Problem to work on: For each line below, check whether "flatbed" is present. Report how many lines have it, nothing else.

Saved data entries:
**********

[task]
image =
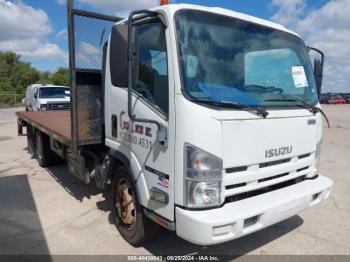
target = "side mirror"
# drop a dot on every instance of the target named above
(318, 69)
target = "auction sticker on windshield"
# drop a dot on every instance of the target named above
(299, 76)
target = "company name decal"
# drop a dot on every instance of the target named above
(278, 151)
(134, 133)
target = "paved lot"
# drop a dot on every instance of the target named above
(45, 211)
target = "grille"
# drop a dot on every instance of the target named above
(241, 181)
(58, 106)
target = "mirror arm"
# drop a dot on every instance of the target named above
(162, 133)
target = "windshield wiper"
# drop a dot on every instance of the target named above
(313, 109)
(258, 111)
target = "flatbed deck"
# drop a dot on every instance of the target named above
(54, 123)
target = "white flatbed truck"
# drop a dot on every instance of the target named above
(202, 120)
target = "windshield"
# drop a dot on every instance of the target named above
(226, 59)
(54, 92)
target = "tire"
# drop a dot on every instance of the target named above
(44, 154)
(130, 221)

**********

Finished task: 2